> **EXERCISE PROMPT**: Render this sentence from the passage on cholesterol-friendly foods below into Spanish: "Many nuts, but in particular walnuts, are rich in cholesterol-reducing polyunsaturated fatty acids."

No one says you have to refuse every rib eye or juicy burger you see. The same goes for chicken with the skin on or other fatty meats. But enjoy those foods, which are high in saturated fat, as only occasional treats and opt for smaller portions and leaner cuts when filling you plate. For example an 8-ounce rib eye has 492 calories and 27 grams of fat—10 grams of which are saturated, while a 3-ounce portion of flank steak (about the size of a deck of cards) has just 172 calories and 8 grams of total fat, with only 3 grams of them being saturated Meanwhile, add a couple servings a week of omega-3 fatty acid–rich fish, such as salmon and white albacore tuna canned in water.

Replace Cookies, Cakes, Doughnuts With … Anything

What you’ll find in these goodies: trans fats. When baking at home skip the shortening and butter, and when shopping at the grocery store look for the words “partially hydrogenated” on labels. Those are the oils that help keep these foods shelf-stable, and there’s nothing good about them. Eat these products very sparingly. If your sweet tooth beckons, have one delicious homemade chocolate chip cookie or a bowl of a sweet-tasting cereal. Or try a serving of low-fat frozen yogurt.

Forgo Peanut Butter for Almond Butter: Both nut butters are high in fat and calories, so you should look for varieties that skip added ingredients like sugar, corn syrup, and palm oil. But almond butter edges out peanut thanks to less saturated fat and more monounsaturated fat.

8 heart-healthy foods you need to eat

Keeping your cholesterol numbers in a healthy range just got easier, not to mention more delicious. Turns out, there are plenty of easy-to-find, yummy foods that work to boost heart health by lowering your levels of bad (LDL) cholesterol or keeping your good (HDL) cholesterol intact. Here are eight cholesterol-friendly foods to add to your diet.  

1. Avocados

Creamy, rich avocados are a great source of monounsaturated fat, which may help raise HDL and lower LDL. They’re also high in beta-sitosterol, a plant-based healthy fat.

Try it: Though healthful, avocados have 300 calories each, so your best strategy is to replace other fats with avocado. Use it instead of mayo in a sandwich, for example. [1]

2. Beans

These unassuming wonders are especially high in fiber.

Try it: Add a cup a day of any kind of bean (kidney, navy, pinto, black) to your diet -- plain, in salads or soups, or pureed into dips. [2]

3. Garlic

Those tiny cloves have great power, not to mention great flavor! Research has shown that in adequate quantities, garlic consumption may help lower total cholesterol.  [3]

Try it: Challenge yourself to add a couple of cloves a day to your meals, be it in marinades, salad dressings, soups, sauces or more.

4. Nuts

Many nuts, but in particular walnuts, are rich in cholesterol-reducing polyunsaturated fatty acids.

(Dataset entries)
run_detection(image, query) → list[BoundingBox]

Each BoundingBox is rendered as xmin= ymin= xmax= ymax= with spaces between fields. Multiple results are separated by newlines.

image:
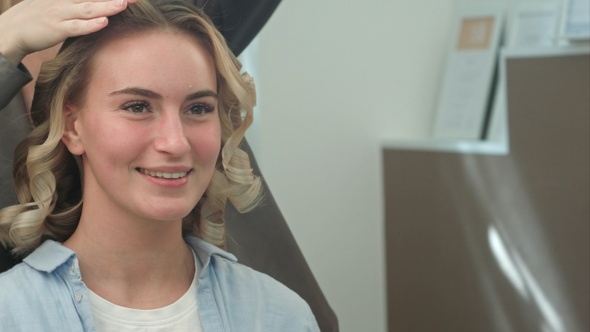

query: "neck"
xmin=64 ymin=204 xmax=195 ymax=309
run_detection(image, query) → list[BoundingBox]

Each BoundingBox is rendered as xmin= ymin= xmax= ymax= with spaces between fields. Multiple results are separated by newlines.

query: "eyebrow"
xmin=109 ymin=87 xmax=217 ymax=100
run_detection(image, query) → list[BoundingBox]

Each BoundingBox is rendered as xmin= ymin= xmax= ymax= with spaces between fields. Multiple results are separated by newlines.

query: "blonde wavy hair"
xmin=0 ymin=0 xmax=262 ymax=256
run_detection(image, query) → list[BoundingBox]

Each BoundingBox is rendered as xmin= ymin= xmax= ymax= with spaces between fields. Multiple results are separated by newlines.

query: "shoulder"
xmin=188 ymin=236 xmax=319 ymax=331
xmin=206 ymin=255 xmax=319 ymax=331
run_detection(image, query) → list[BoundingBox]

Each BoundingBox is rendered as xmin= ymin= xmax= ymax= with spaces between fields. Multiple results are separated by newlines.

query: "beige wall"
xmin=254 ymin=0 xmax=556 ymax=332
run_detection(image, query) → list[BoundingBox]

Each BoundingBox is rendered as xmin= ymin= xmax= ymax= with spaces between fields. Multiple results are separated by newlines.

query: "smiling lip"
xmin=137 ymin=168 xmax=191 ymax=180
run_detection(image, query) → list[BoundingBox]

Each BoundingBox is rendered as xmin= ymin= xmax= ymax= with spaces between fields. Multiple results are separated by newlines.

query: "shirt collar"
xmin=23 ymin=240 xmax=76 ymax=273
xmin=184 ymin=236 xmax=238 ymax=264
xmin=23 ymin=236 xmax=238 ymax=273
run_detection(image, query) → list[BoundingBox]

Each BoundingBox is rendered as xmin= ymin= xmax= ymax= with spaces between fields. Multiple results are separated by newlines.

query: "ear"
xmin=61 ymin=103 xmax=84 ymax=156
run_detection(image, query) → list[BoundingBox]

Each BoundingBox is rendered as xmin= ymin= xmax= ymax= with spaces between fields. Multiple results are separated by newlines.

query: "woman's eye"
xmin=187 ymin=104 xmax=214 ymax=115
xmin=121 ymin=102 xmax=150 ymax=113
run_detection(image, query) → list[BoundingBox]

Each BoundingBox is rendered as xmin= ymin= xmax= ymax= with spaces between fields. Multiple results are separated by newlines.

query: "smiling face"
xmin=63 ymin=31 xmax=221 ymax=221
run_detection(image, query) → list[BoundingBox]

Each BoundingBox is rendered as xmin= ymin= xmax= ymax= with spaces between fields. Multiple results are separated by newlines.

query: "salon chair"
xmin=0 ymin=0 xmax=338 ymax=331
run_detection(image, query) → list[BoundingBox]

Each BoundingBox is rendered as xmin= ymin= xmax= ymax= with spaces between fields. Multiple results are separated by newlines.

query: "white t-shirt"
xmin=90 ymin=252 xmax=203 ymax=332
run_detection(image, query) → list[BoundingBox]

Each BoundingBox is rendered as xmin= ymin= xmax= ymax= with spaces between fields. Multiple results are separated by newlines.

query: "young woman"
xmin=0 ymin=0 xmax=318 ymax=331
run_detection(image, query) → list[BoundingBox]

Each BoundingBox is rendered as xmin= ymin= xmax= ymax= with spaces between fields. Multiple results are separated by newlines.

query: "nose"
xmin=154 ymin=112 xmax=190 ymax=156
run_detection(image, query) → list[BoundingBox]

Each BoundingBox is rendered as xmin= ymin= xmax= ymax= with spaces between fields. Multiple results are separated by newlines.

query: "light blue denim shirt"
xmin=0 ymin=237 xmax=319 ymax=332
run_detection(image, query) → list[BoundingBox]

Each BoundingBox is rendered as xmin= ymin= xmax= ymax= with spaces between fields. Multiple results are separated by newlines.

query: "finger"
xmin=62 ymin=17 xmax=108 ymax=39
xmin=71 ymin=0 xmax=128 ymax=19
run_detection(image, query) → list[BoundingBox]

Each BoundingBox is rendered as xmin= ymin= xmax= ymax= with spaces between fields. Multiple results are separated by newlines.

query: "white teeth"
xmin=139 ymin=168 xmax=188 ymax=179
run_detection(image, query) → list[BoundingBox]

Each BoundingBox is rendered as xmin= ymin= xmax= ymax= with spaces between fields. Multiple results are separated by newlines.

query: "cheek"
xmin=190 ymin=126 xmax=221 ymax=164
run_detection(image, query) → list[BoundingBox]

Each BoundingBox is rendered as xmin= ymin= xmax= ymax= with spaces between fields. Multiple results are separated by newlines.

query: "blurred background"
xmin=243 ymin=0 xmax=588 ymax=332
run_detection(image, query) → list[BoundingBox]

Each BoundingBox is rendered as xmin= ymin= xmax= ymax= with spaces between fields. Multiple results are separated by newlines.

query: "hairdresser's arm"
xmin=0 ymin=0 xmax=137 ymax=65
xmin=0 ymin=0 xmax=137 ymax=110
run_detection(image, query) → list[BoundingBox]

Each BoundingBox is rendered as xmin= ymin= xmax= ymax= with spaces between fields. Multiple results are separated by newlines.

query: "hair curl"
xmin=0 ymin=0 xmax=262 ymax=255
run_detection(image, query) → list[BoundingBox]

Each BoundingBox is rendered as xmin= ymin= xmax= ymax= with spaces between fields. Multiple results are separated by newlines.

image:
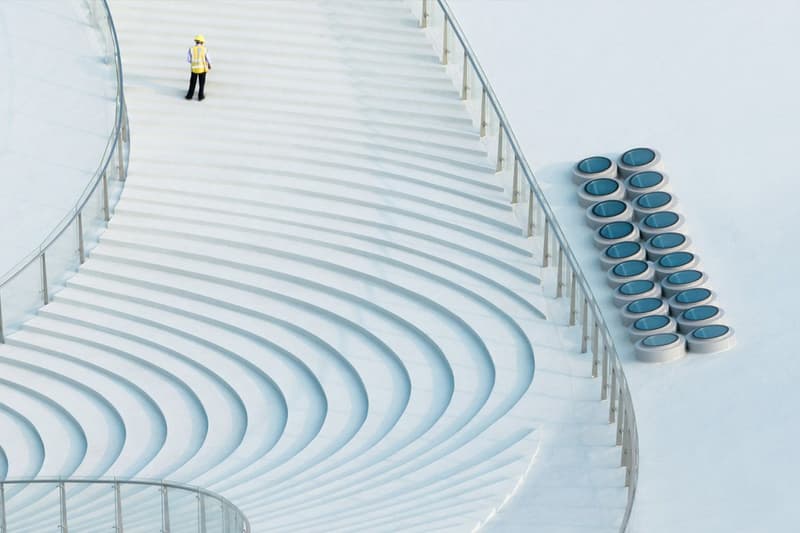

> **RESPONSE AREA**: Muchos frutos secos, pero en particular las nueces, son ricos en ácidos grasos poliinsaturados que reducen el colesterol.